**Excerpted text**
┌──
The house was founded in 1910 by brothers Auguste and Pierre Philipponnat and it was Pierre who in 1935 bought land from several vineyard owners and thus created Clos de Goisses, a 5 hectare walled vineyard with one of Champagne’s most exceptional locations: a steep, sunny southern slope down towards the river, a location Philipponnat is very proud of. Here the grapes ripen well thanks to the superb sun exposure. In addition, the champagne ages on its lees in the cellar for 10 years before being released. A champagne which, says director Charles Philipponnat, should be drunk with a meal, not as an aperitif. At Philipponnat they always decant it before serving.
Clos des Goisses 2000 is a powerful champagne with minerality and freshness. And a long finish. Pinot Noir dominates and there are subtle aromas of roses. Half the volume has been fermented in oak barrels which gives a good texture and richness. No malolactic fermentation. The house has recently released Clos des Goisses 2001 and 2002.
However, Philipponnat is not only Clos des Goisses. I am also fond of Grand Blanc 2005, a 100% chardonnay with a low dosage of 5 grams and the elegant and smooth Cuvée 1522, 2003, made of 60% chardonnay and 40% pinot noir.
Their site: www.philipponnat.com
Curious to discover more? We often stop for a visit, and a fabulous lunch (!), at Champagnes Philipponnat’s on our Champagne programs with BKWine Tours.
Britt’s Wine of the Month #1: Petit Chablis 2010, Domaine Sainte Claire, Jean-Marc Brocard
Petit Chablis 2010
Domaine Sainte Claire
Very pleasant Chablis with crispy freshness and aromas of citrus. Good length and more body than you would expect. Petit Chablis may be the lowest of the four levels in Chablis, but the wines can be, as this one here, really good.
New wine tours with BKWine: South Africa and Chile-Argentina
Both our two new wine tours have now been officially launched:
The Chile & Argentina tour includes the best of the wine regions in those two countries as well as a spectacular trip over the Andes by road. It starts in Buenos Aires and ends in Santiago de Chile. The wine tour to South Africa will take you to Stellenbosch, Franschhoek as well as some of the not so famous (but just as exciting) wine regions on the Cape. You can also add a few days luxurious wildlife safari, which we definitely recommend. Read the full details here: BKWine Tours
Britt’s Wine of the Month #2: Les Violettes 2011, Domaine Montirius, Vin de Pays de Vaucluse
Les Violettes 2011
Vin de Pays de Vaucluse
Les Violettes is a new wine from this excellent and biodynamic producer in the southern Rhone Valley. The wine is 100% syrah and has the characteristic dark blue colour of a young syrah. But according to Christine at Montirius the name actually comes from the aromas of violets you find in the wine, not from the colour.
└──
**Dataset excerpts**
┌──
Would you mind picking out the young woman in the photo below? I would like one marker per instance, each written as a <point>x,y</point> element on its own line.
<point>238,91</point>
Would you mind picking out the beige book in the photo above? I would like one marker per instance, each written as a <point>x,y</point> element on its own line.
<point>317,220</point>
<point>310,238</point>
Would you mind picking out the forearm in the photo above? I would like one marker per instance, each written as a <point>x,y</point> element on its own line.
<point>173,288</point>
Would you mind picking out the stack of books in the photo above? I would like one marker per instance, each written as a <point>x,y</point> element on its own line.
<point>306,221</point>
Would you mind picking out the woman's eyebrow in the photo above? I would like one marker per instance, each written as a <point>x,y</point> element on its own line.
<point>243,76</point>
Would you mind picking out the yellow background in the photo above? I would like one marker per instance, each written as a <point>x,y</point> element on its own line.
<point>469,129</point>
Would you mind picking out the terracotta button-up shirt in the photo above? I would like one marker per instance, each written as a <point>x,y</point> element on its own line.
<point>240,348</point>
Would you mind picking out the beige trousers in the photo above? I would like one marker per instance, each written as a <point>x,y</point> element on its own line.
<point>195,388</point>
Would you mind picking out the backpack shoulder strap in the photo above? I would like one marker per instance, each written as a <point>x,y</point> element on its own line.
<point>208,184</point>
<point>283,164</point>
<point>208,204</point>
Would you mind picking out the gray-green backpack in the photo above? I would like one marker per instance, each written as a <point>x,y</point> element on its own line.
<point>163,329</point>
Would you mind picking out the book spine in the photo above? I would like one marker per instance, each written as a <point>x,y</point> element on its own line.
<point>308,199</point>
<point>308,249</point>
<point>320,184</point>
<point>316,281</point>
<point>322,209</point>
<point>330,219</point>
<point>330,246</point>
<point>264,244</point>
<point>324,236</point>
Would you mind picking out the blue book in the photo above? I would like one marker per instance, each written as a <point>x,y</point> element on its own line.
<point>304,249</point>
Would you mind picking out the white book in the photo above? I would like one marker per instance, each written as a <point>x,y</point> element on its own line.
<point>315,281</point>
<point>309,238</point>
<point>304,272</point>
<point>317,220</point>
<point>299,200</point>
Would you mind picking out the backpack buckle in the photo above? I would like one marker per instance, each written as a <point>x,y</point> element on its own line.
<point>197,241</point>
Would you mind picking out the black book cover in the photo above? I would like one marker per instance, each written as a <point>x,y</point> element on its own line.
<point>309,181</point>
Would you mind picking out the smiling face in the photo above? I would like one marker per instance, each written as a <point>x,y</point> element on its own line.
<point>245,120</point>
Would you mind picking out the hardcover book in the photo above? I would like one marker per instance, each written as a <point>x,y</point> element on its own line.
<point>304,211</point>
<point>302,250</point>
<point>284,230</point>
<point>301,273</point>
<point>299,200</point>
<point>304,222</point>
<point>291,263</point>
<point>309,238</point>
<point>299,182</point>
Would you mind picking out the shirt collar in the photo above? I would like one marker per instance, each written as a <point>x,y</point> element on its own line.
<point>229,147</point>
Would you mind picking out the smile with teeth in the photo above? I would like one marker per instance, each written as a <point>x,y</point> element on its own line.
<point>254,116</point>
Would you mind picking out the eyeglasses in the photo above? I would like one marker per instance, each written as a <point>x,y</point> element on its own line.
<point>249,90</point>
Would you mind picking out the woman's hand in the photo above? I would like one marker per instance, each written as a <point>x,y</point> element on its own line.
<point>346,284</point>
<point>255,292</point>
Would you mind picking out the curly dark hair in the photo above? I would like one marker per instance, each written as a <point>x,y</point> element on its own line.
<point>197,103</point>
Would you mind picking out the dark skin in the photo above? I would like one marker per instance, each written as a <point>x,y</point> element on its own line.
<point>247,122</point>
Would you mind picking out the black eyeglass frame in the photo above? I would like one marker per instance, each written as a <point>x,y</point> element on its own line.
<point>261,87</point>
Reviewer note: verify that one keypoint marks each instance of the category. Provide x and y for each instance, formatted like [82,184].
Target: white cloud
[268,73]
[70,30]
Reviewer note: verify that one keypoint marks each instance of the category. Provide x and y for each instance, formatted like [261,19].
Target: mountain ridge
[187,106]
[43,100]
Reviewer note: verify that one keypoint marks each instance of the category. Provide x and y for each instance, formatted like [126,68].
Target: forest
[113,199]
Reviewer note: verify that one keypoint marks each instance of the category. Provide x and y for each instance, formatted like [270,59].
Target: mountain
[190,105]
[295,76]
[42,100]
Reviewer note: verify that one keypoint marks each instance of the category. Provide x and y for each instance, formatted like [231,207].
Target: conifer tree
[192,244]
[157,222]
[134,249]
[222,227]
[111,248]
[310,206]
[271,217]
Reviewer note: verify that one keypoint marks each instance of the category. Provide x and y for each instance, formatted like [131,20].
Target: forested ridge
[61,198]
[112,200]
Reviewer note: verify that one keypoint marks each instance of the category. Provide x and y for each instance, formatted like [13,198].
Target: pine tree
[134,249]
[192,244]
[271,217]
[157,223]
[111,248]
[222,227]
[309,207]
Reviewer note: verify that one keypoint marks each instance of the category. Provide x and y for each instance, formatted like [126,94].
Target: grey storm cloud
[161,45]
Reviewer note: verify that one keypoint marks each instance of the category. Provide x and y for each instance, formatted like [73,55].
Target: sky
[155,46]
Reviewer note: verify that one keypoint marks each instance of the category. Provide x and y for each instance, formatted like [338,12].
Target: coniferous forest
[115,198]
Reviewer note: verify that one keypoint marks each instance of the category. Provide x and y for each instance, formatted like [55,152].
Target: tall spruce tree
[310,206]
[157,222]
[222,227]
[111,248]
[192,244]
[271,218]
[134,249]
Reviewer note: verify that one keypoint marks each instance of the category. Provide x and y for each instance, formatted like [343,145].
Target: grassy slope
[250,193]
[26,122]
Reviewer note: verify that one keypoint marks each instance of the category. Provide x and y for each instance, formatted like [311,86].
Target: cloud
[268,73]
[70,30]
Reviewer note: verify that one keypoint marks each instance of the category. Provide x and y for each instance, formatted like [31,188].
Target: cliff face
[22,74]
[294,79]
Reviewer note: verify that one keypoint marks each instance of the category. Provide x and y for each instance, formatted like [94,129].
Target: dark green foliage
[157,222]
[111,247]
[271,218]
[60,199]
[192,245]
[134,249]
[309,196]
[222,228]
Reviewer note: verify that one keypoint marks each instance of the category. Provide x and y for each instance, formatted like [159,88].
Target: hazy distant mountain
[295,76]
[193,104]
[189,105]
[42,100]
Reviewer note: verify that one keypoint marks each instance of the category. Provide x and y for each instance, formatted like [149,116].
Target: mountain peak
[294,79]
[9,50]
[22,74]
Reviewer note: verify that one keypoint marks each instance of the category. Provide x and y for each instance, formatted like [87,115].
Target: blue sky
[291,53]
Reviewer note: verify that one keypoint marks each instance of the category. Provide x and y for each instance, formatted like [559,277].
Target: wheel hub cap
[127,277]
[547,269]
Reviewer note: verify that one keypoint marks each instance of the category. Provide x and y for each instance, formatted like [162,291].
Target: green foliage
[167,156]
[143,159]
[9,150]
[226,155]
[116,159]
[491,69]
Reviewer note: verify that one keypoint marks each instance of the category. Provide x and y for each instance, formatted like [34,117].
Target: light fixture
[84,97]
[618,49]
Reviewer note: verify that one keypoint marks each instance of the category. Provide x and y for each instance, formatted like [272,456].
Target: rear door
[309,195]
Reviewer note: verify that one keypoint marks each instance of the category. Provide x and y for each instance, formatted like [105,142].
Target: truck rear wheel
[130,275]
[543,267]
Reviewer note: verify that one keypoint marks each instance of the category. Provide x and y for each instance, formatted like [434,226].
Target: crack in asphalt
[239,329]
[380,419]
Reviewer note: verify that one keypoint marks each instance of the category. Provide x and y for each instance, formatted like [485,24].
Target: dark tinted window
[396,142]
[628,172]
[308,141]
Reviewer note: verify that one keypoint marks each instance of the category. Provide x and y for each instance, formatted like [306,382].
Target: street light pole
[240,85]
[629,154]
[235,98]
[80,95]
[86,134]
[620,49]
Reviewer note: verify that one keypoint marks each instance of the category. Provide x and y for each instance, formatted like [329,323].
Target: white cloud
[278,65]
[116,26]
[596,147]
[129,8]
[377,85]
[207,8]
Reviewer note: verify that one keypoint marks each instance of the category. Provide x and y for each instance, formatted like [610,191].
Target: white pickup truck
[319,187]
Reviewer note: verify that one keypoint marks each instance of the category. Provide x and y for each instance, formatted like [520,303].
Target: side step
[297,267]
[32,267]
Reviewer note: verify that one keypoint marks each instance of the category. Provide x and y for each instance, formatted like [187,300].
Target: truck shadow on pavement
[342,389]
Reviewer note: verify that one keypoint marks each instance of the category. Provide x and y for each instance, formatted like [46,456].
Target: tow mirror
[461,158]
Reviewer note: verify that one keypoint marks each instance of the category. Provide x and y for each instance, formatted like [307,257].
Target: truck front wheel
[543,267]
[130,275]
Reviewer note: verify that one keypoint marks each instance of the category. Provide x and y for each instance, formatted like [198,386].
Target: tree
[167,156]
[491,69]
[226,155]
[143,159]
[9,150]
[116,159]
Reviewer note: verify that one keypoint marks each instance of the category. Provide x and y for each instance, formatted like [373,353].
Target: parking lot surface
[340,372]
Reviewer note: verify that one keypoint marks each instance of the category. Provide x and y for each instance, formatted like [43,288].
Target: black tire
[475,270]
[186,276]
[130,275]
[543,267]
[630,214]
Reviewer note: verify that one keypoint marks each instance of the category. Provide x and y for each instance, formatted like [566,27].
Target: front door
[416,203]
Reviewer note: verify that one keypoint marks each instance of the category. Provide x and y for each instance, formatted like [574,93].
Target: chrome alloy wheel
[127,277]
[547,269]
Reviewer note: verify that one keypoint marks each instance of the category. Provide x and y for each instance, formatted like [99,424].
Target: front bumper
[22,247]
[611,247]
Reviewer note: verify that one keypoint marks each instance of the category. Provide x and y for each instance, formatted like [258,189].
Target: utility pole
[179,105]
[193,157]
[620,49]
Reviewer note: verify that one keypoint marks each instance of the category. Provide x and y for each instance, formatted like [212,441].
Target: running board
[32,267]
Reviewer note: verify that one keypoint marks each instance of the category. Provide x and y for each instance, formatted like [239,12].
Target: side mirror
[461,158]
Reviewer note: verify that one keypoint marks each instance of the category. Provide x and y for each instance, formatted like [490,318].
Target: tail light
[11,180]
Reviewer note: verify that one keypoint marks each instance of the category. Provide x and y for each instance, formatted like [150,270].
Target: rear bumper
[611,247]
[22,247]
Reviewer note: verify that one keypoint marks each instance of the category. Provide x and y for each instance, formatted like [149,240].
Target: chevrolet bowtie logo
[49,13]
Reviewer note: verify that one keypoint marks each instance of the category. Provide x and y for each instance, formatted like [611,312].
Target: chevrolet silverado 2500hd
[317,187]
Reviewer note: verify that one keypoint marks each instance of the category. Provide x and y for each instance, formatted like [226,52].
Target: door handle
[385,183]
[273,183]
└──
Reproduce the section of the wine newsletter text above that begins with the words containing "However, Philipponnat is" and ends with "40% pinot noir.".

**Task answer**
However, Philipponnat is not only Clos des Goisses. I am also fond of Grand Blanc 2005, a 100% chardonnay with a low dosage of 5 grams and the elegant and smooth Cuvée 1522, 2003, made of 60% chardonnay and 40% pinot noir.